━━━ Given records

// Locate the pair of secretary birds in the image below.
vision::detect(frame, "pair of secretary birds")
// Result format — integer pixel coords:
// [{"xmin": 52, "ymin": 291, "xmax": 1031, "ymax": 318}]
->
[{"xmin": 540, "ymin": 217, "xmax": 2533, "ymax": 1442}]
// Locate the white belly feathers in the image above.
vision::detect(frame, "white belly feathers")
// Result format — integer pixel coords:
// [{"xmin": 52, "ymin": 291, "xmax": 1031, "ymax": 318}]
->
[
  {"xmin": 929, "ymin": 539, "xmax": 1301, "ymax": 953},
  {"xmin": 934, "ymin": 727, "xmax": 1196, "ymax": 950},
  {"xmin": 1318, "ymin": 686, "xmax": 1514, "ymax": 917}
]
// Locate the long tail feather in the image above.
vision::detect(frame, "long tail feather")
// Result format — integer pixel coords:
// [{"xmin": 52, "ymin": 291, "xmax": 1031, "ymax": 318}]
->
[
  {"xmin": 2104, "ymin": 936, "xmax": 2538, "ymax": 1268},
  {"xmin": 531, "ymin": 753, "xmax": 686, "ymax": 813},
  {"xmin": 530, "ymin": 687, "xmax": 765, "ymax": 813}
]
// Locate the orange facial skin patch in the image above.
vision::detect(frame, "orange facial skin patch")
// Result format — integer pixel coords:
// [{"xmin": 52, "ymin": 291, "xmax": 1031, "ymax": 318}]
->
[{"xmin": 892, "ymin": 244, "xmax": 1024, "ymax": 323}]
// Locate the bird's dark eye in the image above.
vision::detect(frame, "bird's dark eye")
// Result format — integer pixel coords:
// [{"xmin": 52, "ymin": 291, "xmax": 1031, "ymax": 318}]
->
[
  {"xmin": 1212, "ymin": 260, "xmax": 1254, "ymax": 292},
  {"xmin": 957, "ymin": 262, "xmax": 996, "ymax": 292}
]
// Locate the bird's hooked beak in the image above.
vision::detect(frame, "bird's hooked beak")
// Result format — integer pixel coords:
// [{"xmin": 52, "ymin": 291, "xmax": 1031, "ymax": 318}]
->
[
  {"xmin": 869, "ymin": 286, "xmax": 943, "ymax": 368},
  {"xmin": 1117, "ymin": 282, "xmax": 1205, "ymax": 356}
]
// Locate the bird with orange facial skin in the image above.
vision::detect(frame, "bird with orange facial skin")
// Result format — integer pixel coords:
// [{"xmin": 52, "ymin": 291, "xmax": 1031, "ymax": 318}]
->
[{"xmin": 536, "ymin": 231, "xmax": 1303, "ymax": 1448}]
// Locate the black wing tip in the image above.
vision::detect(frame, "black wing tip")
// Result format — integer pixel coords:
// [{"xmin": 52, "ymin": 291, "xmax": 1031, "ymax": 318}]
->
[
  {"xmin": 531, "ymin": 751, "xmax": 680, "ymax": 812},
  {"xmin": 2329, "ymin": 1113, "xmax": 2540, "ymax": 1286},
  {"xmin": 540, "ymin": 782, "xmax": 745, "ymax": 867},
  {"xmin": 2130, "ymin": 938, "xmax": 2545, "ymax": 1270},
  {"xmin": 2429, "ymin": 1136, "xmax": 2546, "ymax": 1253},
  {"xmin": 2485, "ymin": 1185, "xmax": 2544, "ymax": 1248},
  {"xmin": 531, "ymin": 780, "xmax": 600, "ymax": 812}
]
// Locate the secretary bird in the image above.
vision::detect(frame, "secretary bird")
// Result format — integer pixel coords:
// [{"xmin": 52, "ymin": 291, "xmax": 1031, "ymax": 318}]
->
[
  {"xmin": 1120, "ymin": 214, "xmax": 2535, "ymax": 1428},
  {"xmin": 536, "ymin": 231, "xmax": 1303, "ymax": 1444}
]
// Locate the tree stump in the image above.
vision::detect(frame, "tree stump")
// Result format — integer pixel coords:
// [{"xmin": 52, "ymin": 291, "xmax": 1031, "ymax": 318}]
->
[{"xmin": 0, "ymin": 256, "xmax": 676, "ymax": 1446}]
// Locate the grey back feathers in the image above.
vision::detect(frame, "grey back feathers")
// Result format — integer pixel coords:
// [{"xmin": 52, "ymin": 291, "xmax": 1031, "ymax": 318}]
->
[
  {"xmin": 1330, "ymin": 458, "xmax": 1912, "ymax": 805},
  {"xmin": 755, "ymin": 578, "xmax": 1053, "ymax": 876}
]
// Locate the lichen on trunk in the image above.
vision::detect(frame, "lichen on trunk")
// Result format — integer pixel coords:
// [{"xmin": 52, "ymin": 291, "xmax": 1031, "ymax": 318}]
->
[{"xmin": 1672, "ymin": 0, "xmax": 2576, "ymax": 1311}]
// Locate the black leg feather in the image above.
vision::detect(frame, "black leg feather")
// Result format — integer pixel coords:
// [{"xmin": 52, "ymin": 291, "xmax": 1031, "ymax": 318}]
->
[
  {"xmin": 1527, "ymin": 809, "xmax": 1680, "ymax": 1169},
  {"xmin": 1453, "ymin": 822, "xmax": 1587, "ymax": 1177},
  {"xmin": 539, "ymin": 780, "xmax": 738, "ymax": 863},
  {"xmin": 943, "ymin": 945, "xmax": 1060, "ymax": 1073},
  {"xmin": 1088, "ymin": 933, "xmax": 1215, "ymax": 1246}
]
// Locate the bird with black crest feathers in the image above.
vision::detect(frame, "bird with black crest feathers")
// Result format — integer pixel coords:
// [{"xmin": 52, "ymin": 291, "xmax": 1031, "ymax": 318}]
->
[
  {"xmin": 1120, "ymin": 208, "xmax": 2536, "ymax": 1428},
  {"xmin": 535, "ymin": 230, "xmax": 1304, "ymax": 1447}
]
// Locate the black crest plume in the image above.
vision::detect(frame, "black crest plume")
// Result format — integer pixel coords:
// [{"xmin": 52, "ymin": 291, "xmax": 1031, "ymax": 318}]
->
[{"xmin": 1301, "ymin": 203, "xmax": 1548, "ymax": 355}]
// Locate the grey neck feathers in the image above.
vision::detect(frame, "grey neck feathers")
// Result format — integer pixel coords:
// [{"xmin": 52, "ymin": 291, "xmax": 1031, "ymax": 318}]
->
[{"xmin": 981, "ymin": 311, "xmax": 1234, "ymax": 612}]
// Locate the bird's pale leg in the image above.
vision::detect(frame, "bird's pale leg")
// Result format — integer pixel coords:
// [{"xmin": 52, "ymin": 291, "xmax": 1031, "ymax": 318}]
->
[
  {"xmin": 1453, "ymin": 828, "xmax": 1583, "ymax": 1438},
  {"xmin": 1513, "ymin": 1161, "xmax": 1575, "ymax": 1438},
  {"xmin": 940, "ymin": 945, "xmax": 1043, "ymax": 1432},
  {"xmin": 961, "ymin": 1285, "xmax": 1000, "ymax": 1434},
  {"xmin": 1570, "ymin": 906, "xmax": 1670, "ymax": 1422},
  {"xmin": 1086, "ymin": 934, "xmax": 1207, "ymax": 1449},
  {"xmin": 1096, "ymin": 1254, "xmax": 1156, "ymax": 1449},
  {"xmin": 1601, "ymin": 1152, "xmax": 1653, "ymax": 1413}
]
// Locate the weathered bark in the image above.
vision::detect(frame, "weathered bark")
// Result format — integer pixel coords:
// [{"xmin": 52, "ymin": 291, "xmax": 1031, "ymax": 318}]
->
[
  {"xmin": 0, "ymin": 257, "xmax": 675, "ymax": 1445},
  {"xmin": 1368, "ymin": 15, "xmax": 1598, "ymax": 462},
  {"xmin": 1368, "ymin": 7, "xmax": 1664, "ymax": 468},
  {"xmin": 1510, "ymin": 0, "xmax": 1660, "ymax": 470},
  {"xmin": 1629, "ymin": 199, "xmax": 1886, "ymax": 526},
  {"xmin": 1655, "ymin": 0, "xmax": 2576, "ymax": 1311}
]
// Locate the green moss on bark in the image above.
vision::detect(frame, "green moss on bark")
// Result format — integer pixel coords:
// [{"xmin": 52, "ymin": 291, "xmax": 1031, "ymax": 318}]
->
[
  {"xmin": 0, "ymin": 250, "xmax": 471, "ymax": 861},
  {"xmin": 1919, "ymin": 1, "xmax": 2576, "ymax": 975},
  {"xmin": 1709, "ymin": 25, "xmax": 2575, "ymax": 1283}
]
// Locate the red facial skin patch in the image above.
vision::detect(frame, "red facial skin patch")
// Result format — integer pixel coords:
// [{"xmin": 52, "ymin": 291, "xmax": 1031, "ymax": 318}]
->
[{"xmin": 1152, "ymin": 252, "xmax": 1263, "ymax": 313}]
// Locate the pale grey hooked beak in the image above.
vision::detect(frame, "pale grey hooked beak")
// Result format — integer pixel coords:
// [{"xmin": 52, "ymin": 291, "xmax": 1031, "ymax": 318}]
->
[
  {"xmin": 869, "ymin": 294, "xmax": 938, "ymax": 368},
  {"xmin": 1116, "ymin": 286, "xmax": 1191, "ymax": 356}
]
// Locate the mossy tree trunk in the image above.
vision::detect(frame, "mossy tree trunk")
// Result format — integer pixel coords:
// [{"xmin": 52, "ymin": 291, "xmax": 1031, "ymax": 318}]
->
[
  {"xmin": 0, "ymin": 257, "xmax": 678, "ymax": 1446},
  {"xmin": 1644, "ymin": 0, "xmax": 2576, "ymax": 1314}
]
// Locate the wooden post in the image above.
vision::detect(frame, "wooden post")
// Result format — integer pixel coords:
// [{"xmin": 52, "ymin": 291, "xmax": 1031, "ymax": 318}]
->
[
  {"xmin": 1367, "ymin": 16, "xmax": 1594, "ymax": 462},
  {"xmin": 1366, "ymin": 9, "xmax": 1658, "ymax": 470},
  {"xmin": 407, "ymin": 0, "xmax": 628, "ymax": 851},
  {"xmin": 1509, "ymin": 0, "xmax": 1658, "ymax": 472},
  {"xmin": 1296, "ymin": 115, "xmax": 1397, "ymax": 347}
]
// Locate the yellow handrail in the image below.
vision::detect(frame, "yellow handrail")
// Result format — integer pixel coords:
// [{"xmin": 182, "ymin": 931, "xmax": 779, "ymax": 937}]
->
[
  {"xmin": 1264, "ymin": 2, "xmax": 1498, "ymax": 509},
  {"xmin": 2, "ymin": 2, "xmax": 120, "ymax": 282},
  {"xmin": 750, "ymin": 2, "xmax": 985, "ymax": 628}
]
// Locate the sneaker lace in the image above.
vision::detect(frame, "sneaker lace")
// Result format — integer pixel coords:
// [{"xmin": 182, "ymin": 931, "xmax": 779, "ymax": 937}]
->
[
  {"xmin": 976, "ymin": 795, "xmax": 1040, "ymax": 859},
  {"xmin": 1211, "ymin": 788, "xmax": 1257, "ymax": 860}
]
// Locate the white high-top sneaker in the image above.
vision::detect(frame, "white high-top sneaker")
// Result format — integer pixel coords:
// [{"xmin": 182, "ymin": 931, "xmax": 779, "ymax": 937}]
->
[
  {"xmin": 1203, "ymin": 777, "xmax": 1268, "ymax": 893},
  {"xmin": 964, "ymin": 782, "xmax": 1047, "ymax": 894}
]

━━━━━━

**Task**. Of all the lines in the data above, show only those that hold the word "orange".

**Response to the exercise**.
// Locate the orange facial skin patch in the image above.
vision::detect(frame, "orange facial skin patch")
// Locate the bird with orange facial skin in the image above.
vision::detect(frame, "bird with orange facial skin")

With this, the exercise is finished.